======== 提示された抜粋 ========

ほうろうの歴史

古代エジプト、ツタンカーメン王の黄金マスクが実はほうろうの最初期のものと言われています。
これ以外にも紀元前から金属質にエナメル質ガラスを加工したものが作られており、金属とガラスを結びつける技術を持っていたことが証明されています。
エジプトで生まれたほうろうはその後、世界中へと伝播します。6世紀ビザンチン帝国で花開き11世 紀フランク王国に移り大輪の花を咲かせます。
一方シルクロードを旅して隋に伝わったほうろうは隋から朝鮮半島を経て東の果て日本にも上陸します。
日本に姿を現わしたのは飛鳥時代。
正倉院の十二陵鏡は奈良時代の作品と言われています。
江戸時代には桂離宮のふすまの引手などにも使われ、刀のツバ、印籠にまで用いられるようになりました。

========

依頼内容 1 :: 下のエントリーから、文字列「neck」を含む行をすべて集めて書き写してください。大文字と小文字の違いは区別します。
依頼内容 2 :: ほうろうの歴史を述べた文章を、最後の文の後から書き継いでください。
上の文章と下のエントリーは、それぞれ別の出典から取られたものです。

======== 抽出エントリー ========

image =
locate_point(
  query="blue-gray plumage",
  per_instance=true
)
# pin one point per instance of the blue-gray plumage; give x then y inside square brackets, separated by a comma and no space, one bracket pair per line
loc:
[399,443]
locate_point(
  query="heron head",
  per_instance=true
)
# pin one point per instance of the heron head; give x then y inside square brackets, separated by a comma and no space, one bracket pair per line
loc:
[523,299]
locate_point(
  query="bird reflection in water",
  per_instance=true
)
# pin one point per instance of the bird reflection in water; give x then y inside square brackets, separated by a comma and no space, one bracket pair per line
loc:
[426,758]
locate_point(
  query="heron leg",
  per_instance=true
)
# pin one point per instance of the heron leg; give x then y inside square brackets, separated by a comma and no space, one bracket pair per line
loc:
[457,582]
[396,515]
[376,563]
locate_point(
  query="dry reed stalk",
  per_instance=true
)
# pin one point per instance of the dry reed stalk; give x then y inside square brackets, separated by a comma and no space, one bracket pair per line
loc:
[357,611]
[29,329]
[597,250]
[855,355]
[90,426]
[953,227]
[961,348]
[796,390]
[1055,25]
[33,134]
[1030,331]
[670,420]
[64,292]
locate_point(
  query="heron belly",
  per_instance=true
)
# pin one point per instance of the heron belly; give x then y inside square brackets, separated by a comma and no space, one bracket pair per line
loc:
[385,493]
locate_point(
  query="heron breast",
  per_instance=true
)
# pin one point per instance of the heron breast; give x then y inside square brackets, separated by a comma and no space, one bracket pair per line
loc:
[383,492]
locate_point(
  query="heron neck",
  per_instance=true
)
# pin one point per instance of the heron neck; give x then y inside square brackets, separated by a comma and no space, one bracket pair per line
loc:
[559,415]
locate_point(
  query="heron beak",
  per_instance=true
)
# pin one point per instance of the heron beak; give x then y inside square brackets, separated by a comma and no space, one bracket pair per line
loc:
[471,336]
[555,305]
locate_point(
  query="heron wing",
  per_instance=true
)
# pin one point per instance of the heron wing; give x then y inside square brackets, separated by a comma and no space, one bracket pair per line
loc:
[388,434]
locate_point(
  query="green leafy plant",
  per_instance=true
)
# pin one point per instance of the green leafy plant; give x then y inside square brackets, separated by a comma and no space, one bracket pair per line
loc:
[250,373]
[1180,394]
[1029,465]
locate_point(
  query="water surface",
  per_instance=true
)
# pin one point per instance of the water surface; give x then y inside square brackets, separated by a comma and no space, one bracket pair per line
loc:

========

回答文 1 ::
  query="heron neck",
# pin one point per instance of the heron neck; give x then y inside square brackets, separated by a comma and no space, one bracket pair per line

回答文 2 ::
しかし、依然、世界中で美的な工芸品としてのみ扱われ、実用品として使用されたのは近代になってからのことで、実用化の第一歩はイギリス、鉄のサビ止めとして応用されたのが始まりです。
その後、大量生産方式の確立などにより、実用品として次々と生産されるようになったのです。
日本においての実用品化は明治時代で1866年に桑名の大鍋屋広瀬与左衛門が鋳鉄ほうろう鍋をつくったのが最初で、その後には陸海軍の食器として使われるまでになりました。
創成期のころは粗悪品もあり、ほうろうといえば“はげ易い”というイメージが残ってしまいましたが、現在では衝撃に対する強度が増し品質も格段に進歩しました。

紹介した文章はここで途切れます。